The Irish moved around, no matter how much any person would like to think that they didn’t – and then, even though this may sound like a contradiction – they didn’t move. They stayed as close to home as possible – generally.

You see, the home place – that was always there, from the time of the Griffiths valuation, for most of us, so long as we knew where they were – where the ‘Home place’ was at that time, and so long as they were farmers, well, to this day, for the majority of us there will still be some member of that family living in that home place.

That piece of property will have passed down through the generations to descendants of the one member of that family who stayed and worked the home farm.

That person – their siblings will have moved around the place. They may have gone to the nearest big town., they may have moved off to another farm in the area – that farm, in that area, may have been right next door to or across the road from the original home farm, it may have been in another parish, it may, like my Grandfathers farm have been in another county altogether, but lying right beside the home farm – they may have emigrated.

Generally speaking, or on average, there will have been 5-10+ children in any family – maybe not all of them will have survived to adulthood. If they were Catholics then at least one girl will have become a nun, at least one boy will have become a priest. In some cases, two or three of each may have joined some religious order – that order, may have records

You don’t have to go picking up all information on any surname in an area – there were a limited number of first names in use, so the changes of John Murphy from ‘A’ place being the same John Murphy as the one listed in ‘B’ place at a later stage are very low – BUT John Richardson in an area where there was only one Richardson family – well, the chances of him being related to the Richardson family in another area are very high.

++++++++++++++++++++

Stated problem A:
In the passage on Irish family movement, why will a member of the family usually still be living in the home place today?

Data in this exercise:
++++++++++++++++++++

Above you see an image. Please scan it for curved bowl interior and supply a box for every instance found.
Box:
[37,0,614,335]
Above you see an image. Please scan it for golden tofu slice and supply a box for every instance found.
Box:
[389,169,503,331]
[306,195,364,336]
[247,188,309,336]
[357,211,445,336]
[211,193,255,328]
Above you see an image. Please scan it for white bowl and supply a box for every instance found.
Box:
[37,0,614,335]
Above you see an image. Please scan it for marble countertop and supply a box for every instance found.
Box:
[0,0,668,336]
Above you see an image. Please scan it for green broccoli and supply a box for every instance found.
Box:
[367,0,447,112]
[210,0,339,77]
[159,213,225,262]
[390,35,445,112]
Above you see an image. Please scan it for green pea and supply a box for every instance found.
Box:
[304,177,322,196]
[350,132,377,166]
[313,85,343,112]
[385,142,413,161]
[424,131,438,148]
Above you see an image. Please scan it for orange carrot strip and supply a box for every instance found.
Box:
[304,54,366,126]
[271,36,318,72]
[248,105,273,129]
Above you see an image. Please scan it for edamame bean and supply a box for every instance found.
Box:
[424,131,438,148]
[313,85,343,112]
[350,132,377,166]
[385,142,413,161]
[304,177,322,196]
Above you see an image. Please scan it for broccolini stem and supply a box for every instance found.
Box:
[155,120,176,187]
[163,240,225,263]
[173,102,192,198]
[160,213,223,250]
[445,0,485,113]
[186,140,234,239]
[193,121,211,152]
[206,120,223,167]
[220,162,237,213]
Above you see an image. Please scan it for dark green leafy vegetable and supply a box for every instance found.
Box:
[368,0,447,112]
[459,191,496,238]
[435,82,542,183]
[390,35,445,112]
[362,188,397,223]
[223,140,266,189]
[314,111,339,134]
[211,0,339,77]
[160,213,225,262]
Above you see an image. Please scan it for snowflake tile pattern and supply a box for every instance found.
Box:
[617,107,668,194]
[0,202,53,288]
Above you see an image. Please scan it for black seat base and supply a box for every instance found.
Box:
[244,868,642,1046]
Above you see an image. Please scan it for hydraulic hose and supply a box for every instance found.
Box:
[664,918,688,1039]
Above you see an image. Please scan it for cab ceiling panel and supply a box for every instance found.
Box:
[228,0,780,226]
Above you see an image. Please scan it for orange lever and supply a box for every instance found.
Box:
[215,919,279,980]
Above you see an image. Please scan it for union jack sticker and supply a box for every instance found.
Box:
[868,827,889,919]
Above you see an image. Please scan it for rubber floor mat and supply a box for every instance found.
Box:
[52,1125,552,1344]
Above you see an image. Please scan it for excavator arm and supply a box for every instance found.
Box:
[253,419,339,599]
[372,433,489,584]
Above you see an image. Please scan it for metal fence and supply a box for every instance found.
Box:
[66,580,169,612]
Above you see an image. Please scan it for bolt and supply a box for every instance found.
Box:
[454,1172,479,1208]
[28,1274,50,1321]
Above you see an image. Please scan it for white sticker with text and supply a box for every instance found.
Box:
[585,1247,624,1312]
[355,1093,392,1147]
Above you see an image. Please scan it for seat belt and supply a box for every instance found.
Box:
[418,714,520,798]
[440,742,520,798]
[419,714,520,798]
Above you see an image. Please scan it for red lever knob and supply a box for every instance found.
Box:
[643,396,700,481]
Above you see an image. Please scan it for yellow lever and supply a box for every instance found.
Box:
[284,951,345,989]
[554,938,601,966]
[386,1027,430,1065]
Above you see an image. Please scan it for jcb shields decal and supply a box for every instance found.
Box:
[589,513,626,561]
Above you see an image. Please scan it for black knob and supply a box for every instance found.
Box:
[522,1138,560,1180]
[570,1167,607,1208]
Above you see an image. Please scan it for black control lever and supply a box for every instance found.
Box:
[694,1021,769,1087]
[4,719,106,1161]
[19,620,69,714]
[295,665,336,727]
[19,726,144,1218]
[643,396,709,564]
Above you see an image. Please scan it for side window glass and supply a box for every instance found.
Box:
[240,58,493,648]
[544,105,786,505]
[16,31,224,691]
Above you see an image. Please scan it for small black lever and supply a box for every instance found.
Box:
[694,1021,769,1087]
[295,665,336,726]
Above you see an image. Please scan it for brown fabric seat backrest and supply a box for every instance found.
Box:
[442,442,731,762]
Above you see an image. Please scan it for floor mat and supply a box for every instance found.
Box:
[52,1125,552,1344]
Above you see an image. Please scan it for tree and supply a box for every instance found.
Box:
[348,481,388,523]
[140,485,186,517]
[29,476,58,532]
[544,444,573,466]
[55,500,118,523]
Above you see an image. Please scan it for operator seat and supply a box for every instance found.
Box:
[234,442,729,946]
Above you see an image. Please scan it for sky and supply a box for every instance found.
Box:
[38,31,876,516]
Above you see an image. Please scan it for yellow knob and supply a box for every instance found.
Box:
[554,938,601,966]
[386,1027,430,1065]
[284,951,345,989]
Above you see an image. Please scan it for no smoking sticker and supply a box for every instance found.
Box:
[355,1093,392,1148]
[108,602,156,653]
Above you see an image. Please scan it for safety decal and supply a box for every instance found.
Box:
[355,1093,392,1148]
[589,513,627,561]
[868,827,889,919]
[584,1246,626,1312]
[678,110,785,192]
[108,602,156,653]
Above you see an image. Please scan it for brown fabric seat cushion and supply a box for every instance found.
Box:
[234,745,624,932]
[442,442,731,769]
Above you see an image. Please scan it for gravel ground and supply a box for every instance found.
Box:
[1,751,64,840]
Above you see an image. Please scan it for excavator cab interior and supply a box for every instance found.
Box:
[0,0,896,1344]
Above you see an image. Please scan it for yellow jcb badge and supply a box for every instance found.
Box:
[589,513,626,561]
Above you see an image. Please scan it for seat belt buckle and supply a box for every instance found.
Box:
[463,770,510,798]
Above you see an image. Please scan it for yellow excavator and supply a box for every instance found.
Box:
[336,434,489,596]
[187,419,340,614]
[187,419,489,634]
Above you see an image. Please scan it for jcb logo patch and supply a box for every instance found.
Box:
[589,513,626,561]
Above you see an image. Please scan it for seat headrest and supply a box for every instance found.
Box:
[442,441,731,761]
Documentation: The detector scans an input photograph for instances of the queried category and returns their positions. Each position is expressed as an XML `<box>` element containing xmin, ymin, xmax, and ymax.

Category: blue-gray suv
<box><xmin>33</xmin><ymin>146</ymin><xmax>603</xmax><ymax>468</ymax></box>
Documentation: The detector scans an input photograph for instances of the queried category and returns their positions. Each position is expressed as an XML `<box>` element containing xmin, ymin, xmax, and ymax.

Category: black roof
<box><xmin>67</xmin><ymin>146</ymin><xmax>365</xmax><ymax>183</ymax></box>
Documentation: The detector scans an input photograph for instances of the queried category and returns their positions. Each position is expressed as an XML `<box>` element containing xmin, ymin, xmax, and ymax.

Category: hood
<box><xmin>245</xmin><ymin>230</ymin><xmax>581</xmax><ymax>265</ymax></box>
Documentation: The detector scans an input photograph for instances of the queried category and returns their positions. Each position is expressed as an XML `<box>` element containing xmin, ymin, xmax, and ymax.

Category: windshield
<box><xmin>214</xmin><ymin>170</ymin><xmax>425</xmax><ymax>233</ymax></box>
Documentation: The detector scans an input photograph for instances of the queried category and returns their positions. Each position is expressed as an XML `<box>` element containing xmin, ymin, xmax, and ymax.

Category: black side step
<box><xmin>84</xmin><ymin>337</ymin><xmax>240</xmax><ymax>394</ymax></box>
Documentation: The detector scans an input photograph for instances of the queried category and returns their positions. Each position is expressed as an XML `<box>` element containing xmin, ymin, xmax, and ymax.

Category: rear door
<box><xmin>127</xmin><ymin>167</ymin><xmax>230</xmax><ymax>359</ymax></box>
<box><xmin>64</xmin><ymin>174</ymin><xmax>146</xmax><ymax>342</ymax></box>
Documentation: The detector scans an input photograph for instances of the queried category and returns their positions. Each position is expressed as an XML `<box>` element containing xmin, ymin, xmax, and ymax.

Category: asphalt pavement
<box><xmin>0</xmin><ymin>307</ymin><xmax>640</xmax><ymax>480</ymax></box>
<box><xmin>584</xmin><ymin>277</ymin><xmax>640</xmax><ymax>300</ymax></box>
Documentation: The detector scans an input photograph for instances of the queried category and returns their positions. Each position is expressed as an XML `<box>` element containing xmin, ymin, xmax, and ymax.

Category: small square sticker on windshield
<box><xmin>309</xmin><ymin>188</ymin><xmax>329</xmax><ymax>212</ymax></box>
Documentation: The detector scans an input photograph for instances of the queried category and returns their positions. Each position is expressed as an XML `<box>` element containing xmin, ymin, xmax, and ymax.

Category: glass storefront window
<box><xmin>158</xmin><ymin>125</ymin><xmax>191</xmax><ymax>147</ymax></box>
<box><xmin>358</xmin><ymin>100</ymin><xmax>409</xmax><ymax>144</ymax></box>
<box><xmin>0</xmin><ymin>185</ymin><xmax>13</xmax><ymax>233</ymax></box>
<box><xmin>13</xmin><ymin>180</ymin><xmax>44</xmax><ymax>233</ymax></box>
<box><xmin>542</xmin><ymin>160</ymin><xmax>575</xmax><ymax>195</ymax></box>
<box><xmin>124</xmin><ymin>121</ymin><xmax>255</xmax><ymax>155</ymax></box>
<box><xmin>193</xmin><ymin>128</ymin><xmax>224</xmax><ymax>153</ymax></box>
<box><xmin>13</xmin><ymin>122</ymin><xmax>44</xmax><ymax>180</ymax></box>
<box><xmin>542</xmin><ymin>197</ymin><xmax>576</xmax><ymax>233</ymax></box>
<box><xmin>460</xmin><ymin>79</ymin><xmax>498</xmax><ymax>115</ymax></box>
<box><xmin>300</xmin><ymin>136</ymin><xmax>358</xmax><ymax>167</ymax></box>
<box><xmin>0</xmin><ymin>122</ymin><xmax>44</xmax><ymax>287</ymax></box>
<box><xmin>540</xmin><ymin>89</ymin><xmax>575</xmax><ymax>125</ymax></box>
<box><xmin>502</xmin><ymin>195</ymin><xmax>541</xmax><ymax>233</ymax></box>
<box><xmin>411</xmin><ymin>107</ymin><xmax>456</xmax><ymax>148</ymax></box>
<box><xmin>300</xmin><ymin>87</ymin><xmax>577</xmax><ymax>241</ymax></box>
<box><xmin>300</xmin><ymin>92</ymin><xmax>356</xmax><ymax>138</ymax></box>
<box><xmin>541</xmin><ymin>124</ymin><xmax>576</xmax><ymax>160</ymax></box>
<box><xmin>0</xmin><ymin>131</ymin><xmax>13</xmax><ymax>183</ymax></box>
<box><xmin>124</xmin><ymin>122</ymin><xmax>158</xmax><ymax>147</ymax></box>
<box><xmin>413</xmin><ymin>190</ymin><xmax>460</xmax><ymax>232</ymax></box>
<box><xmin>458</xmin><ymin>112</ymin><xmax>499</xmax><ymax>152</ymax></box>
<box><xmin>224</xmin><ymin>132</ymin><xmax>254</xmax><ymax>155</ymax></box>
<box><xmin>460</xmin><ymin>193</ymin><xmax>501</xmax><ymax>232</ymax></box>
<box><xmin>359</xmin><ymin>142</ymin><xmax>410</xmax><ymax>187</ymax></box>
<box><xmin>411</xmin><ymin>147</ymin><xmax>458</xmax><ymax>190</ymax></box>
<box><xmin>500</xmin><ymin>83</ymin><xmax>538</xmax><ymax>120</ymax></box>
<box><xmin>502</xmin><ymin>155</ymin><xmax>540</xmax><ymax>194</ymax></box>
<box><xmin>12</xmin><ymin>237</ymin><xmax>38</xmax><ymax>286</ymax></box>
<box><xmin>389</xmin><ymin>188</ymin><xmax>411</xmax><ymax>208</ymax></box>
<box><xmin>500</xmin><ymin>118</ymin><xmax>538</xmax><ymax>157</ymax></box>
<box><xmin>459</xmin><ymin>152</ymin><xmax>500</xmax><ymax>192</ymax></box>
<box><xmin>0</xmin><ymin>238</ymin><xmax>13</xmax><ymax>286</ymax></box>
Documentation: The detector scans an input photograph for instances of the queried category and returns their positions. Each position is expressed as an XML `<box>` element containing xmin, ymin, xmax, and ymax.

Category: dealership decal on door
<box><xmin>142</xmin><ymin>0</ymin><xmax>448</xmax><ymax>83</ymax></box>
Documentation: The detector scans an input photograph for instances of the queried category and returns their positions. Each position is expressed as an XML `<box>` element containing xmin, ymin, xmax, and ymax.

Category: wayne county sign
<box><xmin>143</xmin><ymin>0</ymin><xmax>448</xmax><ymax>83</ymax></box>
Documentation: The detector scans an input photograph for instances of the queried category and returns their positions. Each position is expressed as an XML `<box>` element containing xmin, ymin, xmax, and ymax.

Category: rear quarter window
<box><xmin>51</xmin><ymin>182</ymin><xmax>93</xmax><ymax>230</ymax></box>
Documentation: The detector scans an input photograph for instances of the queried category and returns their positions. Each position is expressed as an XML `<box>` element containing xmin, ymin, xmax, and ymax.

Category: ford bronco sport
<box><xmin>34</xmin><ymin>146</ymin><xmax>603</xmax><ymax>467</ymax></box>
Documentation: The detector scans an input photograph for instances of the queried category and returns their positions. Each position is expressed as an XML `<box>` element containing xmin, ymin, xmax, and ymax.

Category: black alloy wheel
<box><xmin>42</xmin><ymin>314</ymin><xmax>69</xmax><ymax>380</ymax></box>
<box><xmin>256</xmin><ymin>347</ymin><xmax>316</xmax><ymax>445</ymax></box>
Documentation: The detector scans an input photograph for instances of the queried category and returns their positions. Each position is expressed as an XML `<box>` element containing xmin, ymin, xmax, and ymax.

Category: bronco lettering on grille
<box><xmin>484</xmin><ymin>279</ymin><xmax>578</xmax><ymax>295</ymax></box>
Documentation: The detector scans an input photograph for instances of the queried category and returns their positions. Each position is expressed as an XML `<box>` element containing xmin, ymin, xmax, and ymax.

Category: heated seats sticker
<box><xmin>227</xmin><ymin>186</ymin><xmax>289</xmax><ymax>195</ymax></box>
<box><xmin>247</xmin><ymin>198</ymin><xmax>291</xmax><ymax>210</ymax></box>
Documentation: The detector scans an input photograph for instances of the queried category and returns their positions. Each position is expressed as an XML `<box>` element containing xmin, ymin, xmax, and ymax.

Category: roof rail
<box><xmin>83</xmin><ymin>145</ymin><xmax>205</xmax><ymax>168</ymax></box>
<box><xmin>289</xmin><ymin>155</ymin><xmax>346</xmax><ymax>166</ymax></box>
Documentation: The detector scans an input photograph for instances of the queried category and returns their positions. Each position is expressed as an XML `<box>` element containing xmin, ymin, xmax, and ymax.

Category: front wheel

++++++++++++++++++++

Stated problem B:
Copy out the entries again, covering the stretch from the line containing "Above you see an image. Please scan it for floor" through the line containing "[0,0,896,1344]".

Written answer A:
The property was passed down through the generations to the descendants of the one family member who stayed and worked the home farm. That line of descendants has kept the home place in the family, while that person's siblings moved elsewhere.

Written answer B:
Above you see an image. Please scan it for floor mat and supply a box for every instance found.
Box:
[52,1125,552,1344]
Above you see an image. Please scan it for tree and supply a box for every instance found.
Box:
[348,481,388,523]
[140,485,186,517]
[29,476,58,532]
[544,444,573,466]
[55,500,118,523]
Above you see an image. Please scan it for operator seat and supply a box for every instance found.
Box:
[234,442,729,946]
Above you see an image. Please scan it for sky and supply a box for every instance found.
Box:
[38,31,876,516]
Above you see an image. Please scan it for yellow knob and supply a box for every instance found.
Box:
[554,938,601,966]
[386,1027,430,1065]
[284,951,345,989]
Above you see an image. Please scan it for no smoking sticker and supply a box for every instance found.
Box:
[355,1093,392,1148]
[108,602,156,653]
Above you see an image. Please scan it for safety decal and supply a box for every instance found.
Box:
[355,1093,392,1148]
[589,513,627,561]
[868,827,889,919]
[584,1246,626,1312]
[678,110,785,192]
[108,602,156,653]
Above you see an image. Please scan it for brown fabric seat cushion and supply a box for every instance found.
Box:
[234,745,624,932]
[442,442,731,769]
Above you see an image. Please scan it for gravel ground and supply a box for every instance found.
Box:
[1,751,64,840]
Above you see an image. Please scan it for excavator cab interior and supply a box for every instance found.
Box:
[0,0,896,1344]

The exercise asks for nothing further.